● Extract
============

Amena Syed, from Columbus, Ohio, points to another benefit of exercise: social interaction. She says, “When I walk outside, I meet neighbors who I never knew lived in my area. It is good to talk with these people; we relish the friendliness of our discussions as we exchange news and happenings.” Certainly, we live in a world where we must get along with others in order to benefit from their experiences and teach them from ours.

The Prophet (PBUH) taught his Companions to be active not only in daily life, but to take on sports such as swimming, archery, and horseback riding. At the same time, he reminded them that every action should include the remembrance of God. In another Sahih Muslim hadith, the Prophet (PBUH) said, “Any action without the remembrance of God is either a diversion or heedlessness except four acts: walking from target to target (during archery practice), training a horse, playing with one’s family, and learning to swim.” From this, we know that Islam is not a one-dimensional religion that focuses on religious work without including the mind and body. There is plenty of evidence that our revered Prophets (Peace Be Upon Them) were not only known for their wisdom and intelligence, but also for their physical strength. Prophet Nuh (PBUH), for example, singlehandedly built the Ark without the assistance of any modern machinery. Prophet Ibrahim (PBUH) and his son, Prophet Ismail (PBUH), built the beloved Kaba, brick by brick, with their own hands.

============

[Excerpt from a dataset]
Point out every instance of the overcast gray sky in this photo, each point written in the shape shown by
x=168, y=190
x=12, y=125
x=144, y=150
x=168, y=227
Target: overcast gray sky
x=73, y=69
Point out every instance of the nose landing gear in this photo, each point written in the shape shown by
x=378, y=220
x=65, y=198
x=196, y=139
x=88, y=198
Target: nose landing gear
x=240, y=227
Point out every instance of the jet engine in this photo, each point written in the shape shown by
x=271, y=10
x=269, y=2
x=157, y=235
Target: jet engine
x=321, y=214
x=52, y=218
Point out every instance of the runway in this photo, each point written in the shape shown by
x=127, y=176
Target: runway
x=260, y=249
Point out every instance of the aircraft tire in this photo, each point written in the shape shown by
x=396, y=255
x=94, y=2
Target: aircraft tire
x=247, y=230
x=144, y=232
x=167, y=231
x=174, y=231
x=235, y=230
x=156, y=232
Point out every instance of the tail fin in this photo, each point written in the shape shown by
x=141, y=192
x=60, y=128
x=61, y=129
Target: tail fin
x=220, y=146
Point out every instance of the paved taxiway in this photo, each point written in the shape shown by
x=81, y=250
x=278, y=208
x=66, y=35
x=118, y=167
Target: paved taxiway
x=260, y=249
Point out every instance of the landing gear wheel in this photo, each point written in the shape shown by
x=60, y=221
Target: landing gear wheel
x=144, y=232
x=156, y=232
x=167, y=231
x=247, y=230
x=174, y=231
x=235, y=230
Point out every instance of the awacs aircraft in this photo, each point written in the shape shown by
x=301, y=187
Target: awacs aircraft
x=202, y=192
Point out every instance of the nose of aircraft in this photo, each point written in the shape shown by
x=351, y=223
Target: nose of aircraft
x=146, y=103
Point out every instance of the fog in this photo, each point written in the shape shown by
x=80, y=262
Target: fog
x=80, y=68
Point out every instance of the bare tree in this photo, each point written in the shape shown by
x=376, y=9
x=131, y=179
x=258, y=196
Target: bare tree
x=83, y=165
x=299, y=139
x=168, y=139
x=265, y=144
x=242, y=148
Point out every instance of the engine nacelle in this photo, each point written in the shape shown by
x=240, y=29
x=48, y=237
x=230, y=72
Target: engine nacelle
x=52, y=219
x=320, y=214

============

● Goals
a) In the passage on exercise, what four acts does the Prophet (PBUH) name as exceptions to actions without the remembrance of God?
b) Reproduce the passage on exercise from "Amena Syed, from" to "them from ours.".
c) Carry on the passage on exercise after its final sentence.
These lines have no connection to the passage on exercise.

● Responses in order
a) Walking from target to target during archery practice, training a horse, playing with one's family, and learning to swim.

b)
Amena Syed, from Columbus, Ohio, points to another benefit of exercise: social interaction. She says, “When I walk outside, I meet neighbors who I never knew lived in my area. It is good to talk with these people; we relish the friendliness of our discussions as we exchange news and happenings.” Certainly, we live in a world where we must get along with others in order to benefit from their experiences and teach them from ours.

c)
For Murad Khalid, from Bensenville, Illinois, staying active is essential, even in the winter. Khalid strives for both indoor and outdoor activity. “For me, a combination of gym and outside exercise is the best. Being outside makes me feel energetic and fresh. Plus, I get to enjoy the nature God created. When you are out, you never know who you will meet at the local park, maybe you get asked to play some basketball, which doubles the fun and the calories burned.”

There are added benefits of being active outdoors in the winter. To start, it releases some stress of feeling trapped indoors and contributes to an overall healthy well-being. The cold air communicates to your body to step up to the demand by moving and warming up. Outdoor activity also lowers the risk of being overweight. The fresh air and wide open spaces naturally inspire more activity, especially when contrasted with the motionless couches and distracting devices of the indoors.

Remember, fitness and healthy living is a lifestyle; enjoy what your area has to offer during the season. Whether it is a special rate at the local gym or simply the great outdoors, try to take advantage of the time and your health. The winter offers plenty of enjoyable seasonal activities, so do not let the short days and cold weather ice over your healthy outlook. Be a health-conscious person who blends diet, nutrition, and exercise with the remembrance of God and an intention to fulfill religious obligations.

May God guide us and accept our good intentions.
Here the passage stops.